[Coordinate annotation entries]
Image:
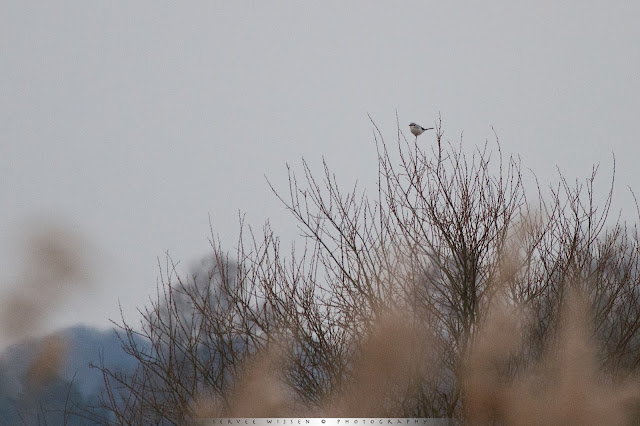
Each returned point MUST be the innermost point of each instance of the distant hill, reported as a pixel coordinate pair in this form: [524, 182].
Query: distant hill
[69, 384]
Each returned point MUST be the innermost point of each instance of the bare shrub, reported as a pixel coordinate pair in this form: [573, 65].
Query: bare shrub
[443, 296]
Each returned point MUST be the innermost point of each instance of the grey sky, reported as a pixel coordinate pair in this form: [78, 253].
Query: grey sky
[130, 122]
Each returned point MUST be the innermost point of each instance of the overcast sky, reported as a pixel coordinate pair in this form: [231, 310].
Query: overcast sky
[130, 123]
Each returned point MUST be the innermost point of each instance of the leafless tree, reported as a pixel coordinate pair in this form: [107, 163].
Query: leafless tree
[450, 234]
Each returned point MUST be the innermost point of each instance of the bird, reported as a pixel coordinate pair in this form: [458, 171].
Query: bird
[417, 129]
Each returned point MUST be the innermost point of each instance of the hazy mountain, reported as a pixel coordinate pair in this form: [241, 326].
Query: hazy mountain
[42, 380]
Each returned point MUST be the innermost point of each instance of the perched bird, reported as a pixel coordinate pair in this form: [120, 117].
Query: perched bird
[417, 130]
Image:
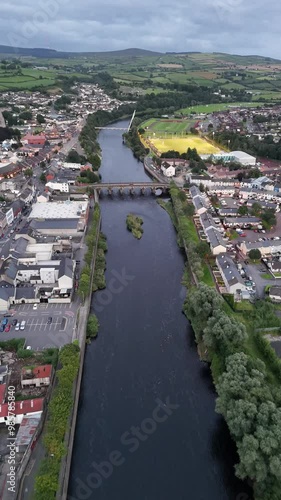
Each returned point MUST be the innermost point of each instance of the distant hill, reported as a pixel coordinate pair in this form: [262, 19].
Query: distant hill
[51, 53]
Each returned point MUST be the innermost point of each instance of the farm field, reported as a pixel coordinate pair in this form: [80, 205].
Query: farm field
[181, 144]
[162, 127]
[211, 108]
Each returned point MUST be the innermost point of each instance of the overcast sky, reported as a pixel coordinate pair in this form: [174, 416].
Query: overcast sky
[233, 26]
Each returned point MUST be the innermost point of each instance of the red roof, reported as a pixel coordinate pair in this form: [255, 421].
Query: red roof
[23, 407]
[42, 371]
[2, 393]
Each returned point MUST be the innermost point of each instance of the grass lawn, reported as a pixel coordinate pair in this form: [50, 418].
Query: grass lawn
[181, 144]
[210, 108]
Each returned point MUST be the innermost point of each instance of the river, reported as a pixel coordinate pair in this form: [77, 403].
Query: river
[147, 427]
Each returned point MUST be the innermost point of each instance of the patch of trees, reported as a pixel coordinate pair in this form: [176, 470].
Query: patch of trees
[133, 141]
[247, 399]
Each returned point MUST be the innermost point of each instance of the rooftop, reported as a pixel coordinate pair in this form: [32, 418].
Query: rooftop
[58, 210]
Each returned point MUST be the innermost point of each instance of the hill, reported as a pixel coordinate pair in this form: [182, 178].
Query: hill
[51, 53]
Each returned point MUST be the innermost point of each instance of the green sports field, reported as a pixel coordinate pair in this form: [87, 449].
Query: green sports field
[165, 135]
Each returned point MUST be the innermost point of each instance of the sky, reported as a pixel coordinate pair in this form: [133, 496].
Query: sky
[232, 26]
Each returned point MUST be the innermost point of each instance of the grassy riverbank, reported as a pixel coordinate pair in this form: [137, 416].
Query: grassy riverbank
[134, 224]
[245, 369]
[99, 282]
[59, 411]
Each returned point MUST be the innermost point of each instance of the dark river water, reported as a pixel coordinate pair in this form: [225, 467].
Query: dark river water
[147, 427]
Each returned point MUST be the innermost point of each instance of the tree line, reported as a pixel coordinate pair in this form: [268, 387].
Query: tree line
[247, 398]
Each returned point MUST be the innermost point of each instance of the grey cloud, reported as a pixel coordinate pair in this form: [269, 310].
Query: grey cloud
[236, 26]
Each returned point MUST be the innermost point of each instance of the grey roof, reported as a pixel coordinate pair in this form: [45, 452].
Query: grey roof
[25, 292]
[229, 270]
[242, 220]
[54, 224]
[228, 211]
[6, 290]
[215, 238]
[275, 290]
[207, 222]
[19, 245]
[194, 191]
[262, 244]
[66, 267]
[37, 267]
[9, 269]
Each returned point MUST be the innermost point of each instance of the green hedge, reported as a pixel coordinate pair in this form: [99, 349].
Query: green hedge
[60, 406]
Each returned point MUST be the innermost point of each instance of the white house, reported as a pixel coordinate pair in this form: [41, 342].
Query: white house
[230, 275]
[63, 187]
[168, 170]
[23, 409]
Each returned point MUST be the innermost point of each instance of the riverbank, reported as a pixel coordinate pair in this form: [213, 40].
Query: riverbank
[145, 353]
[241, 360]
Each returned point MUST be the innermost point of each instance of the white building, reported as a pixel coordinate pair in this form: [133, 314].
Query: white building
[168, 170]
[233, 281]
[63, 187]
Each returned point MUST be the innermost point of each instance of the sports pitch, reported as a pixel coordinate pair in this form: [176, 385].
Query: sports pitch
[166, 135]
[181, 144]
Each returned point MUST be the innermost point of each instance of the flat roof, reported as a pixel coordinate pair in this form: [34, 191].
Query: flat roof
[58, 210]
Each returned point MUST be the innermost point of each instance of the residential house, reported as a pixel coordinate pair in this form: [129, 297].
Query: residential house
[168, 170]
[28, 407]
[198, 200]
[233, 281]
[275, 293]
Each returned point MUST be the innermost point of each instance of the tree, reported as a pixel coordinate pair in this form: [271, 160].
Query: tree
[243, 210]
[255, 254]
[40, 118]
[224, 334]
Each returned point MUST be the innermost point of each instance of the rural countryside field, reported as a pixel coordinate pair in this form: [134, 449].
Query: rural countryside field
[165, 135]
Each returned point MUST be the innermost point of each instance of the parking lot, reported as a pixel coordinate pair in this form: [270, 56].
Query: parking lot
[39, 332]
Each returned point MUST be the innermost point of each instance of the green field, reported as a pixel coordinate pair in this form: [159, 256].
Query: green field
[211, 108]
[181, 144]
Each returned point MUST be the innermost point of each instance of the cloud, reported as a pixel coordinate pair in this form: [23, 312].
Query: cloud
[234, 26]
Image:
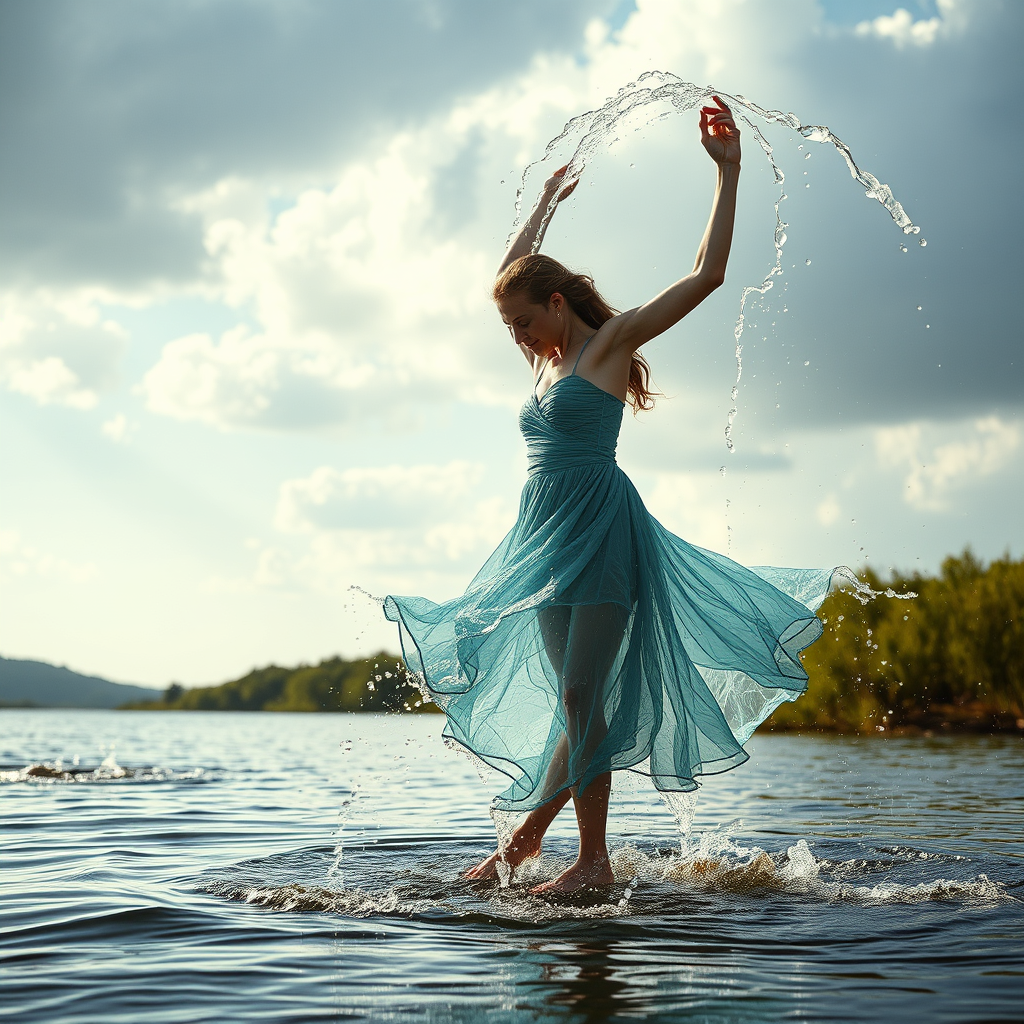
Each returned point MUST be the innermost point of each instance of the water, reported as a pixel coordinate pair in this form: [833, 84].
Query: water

Work instructions: Print each record exactly as it stands, leaving the images out.

Expected answer:
Image:
Each returned point MUST be the innermost point of each instance of the distant hill, reported as a pixel coordinate pair in this form: [524, 182].
Query: distant hill
[69, 384]
Each returned point MUST be the innermost point of each instance of the bare shrub, reported as a pixel coordinate pair in this form: [573, 65].
Query: bare shrub
[443, 296]
Each returned point MUST be the innermost point of each instance of the grey sky, reported as a pixel coordinate pair in this form: [78, 253].
Query: grey sky
[130, 122]
Each returned point MUST be the innermost point of each instance of the overcast sky, reported as a pixel coordinate pair in this form: [231, 310].
Query: overcast sky
[130, 123]
Each returned point MUST be the innermost point of each instance of the leafless tree, reported as a pixel coordinate pair in this form: [107, 163].
Query: leafless tree
[450, 234]
Each returned point MUST be the innermost point of each instance of the bird, reported as a pixel coordinate pair in this form: [458, 171].
Query: bird
[417, 129]
Each returned point MUST be the innermost point of each instance of the hazy mountain, reported as a pixel coordinate pair in this form: [241, 326].
Query: hazy mountain
[42, 380]
Each returned point MUST be the innermost point of each instance of the perched bird, reported as a pixel coordinate pair in this form: [120, 117].
Query: perched bird
[417, 130]
Image:
Each returned point MUST be the innermost point of each instance of the distant hill, reported as a pixel coordinate pair in this form: [262, 19].
Query: distant hill
[51, 53]
Each returned point MUST be the innermost point of each instance of the farm field, reported as a pixel coordinate pair in this form: [80, 205].
Query: farm field
[181, 144]
[162, 127]
[211, 108]
Each returned point MUST be the innermost point of each instance of the overcast sky, reported as a pixel coordinate pair in this form: [174, 416].
Query: overcast sky
[233, 26]
Each returned point MUST be the innermost point of each instance of the red roof, reported as a pixel coordinate pair in this form: [255, 421].
Query: red roof
[23, 407]
[42, 371]
[2, 393]
Each returned point MUST be the innermost point of each instance of the grass lawn, reported as a pixel coordinate pair in this form: [50, 418].
Query: grass lawn
[181, 144]
[210, 108]
Each returned point MUST be the innermost point of each instance of the river, reported as a pixel coordinate pair in this form: [77, 403].
Query: river
[147, 427]
Each returned point MUST be the innermost point of each instance of the patch of trees, reported as a pixel coordinate pair in this form: [176, 470].
Query: patch of trees
[133, 141]
[247, 399]
Each returned point MUST be the innermost point of each instance of the rooftop, reported as a pixel coordinate pair in this form: [32, 418].
Query: rooftop
[58, 210]
Each returned point MUST be the innermost point of each instance of the hill, reported as a pixel coordinate pair in this form: [182, 178].
Query: hill
[51, 53]
Each returned point MUST be the innermost point of each instance of the green sports field, reported as a pixel coordinate pair in this form: [87, 449].
Query: green sports field
[165, 135]
Each returned point MUST be the innermost point of each instance of the sky, reported as a pixel coordinate pair in this form: [133, 496].
Query: sky
[232, 26]
Each returned point MUST be the innermost point of each instance of the grassy riverbank, reported as a pixel coordinate pair in this form: [137, 416].
Query: grassy riverbank
[134, 224]
[245, 369]
[99, 282]
[59, 411]
Each returned point MUST be the innermost point of each instance of the dark river water, reported as a pixel coordinate pair in this form: [225, 467].
Query: dark river water
[147, 427]
Each returned point MUST be the innermost point of each instance of the tree line, reported as a pixel coordinate pair in this form: [268, 387].
Query: tree line
[247, 398]
Each returned point MUST be the innermost point of each instance of the grey cloud, reported as a pixel coordinate pair in this form: [269, 310].
Query: grey cloud
[236, 26]
Each returned point MUST be the innermost point of each instance of the grey roof, reported as a pixel coordinate pair in this form: [45, 452].
Query: grey roof
[25, 292]
[229, 270]
[242, 220]
[54, 224]
[228, 211]
[6, 290]
[215, 238]
[275, 290]
[207, 222]
[19, 245]
[194, 191]
[262, 244]
[66, 267]
[37, 267]
[9, 269]
Each returned point MUST be the innermost point of each instance of the green hedge, reported as a pixel coordinate pair in this form: [99, 349].
Query: green hedge
[60, 406]
Each returned point MUST be the innermost point of each instance of the white house, reported as a pixel coordinate pair in this form: [41, 342].
Query: white house
[230, 275]
[63, 187]
[168, 170]
[23, 409]
Each returned point MUST be the innermost point of each instance of the riverbank, reported as a pixel coordinate pair in this form: [213, 40].
Query: riverbank
[145, 353]
[241, 360]
Each returned point MUST be the innermost point of each instance of the white building, reported as a pixel coordinate pair in this form: [133, 314].
Query: white building
[168, 170]
[233, 281]
[63, 187]
Each returned point MUST be the innermost point of each instance of the sports pitch, reported as a pixel coordinate pair in this form: [176, 385].
Query: sports pitch
[166, 135]
[181, 144]
Each returned point MUST be the innermost point of each instance of the flat roof, reported as a pixel coordinate pair in this form: [34, 191].
Query: flat roof
[58, 210]
Each returned point MUST be the innermost point of each instance of the residential house, reported as a pixel coordinate pair in this form: [129, 297].
Query: residential house
[168, 170]
[28, 407]
[198, 200]
[233, 281]
[275, 293]
Each returned point MUST be the innermost point of each instance of the tree, reported as a pixel coordinate pair in this form: [271, 160].
Query: tree
[243, 210]
[255, 254]
[40, 118]
[224, 334]
Each returned point MUST be the innermost point of each instance of the rural countryside field, reported as a pixel coordinate pair in this form: [134, 449].
Query: rural countryside field
[165, 135]
Each returned point MUST be the innermost point of each instance of the parking lot, reported as a pixel coordinate pair in this form: [270, 56].
Query: parking lot
[39, 332]
Each returned point MUST be the innermost point of each instance of the green field, reported as a pixel coordinate pair in this form: [159, 256].
Query: green field
[211, 108]
[181, 144]
Each returned point MUST be the innermost point of each instance of the cloud, reported as a pixel coordinate pair in this form: [23, 312].
Query: cloud
[234, 26]
Image:
Each returned point MUST be the innermost point of each instance of the water, reported as a pixel coordinate pair in this form: [833, 84].
Query: water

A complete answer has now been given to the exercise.